Copy the entries below word for word, starting at the line that contains "One point marks each instance of the nose." and continuing through the last line of the entries, both ends included.

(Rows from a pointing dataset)
________________

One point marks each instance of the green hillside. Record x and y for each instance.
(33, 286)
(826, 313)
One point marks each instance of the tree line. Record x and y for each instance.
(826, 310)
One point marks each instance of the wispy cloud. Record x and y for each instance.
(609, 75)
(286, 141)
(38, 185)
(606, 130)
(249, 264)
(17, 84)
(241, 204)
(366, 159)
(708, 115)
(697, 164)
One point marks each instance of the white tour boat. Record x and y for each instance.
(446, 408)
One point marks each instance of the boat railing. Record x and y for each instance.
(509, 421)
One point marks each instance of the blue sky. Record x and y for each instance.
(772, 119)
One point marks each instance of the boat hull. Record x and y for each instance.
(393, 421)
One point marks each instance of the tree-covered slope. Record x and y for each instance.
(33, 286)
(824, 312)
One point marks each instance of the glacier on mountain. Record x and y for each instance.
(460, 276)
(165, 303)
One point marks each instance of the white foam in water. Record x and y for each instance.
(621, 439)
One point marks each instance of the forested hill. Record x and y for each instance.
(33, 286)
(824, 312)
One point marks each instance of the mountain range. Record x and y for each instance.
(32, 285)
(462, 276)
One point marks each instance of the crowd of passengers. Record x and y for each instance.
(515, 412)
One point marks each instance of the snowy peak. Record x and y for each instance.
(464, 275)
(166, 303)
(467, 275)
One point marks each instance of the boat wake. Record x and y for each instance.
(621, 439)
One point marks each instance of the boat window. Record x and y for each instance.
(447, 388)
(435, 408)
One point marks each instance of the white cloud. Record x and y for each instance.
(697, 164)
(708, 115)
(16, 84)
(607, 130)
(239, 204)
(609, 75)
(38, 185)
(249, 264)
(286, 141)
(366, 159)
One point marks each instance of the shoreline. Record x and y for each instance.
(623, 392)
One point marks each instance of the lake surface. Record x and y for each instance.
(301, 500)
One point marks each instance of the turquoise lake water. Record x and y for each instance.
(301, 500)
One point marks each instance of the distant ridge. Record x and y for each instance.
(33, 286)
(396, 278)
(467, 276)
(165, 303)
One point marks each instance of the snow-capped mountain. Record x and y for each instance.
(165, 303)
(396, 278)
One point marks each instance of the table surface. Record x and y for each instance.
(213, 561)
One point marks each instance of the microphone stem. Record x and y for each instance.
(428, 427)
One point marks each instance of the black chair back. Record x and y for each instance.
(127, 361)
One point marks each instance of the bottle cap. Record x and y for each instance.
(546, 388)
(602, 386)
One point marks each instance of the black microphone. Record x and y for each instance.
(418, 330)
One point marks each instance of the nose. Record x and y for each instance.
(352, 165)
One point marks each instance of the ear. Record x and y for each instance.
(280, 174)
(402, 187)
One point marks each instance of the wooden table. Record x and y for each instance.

________________

WORKED ANSWER:
One point marks each instance of the nose. Record x and y for each instance.
(352, 165)
One point marks each instance of the ear. Record x and y for each instance.
(280, 174)
(402, 187)
One point marks each instance of the wooden table. Record x and y for each instance.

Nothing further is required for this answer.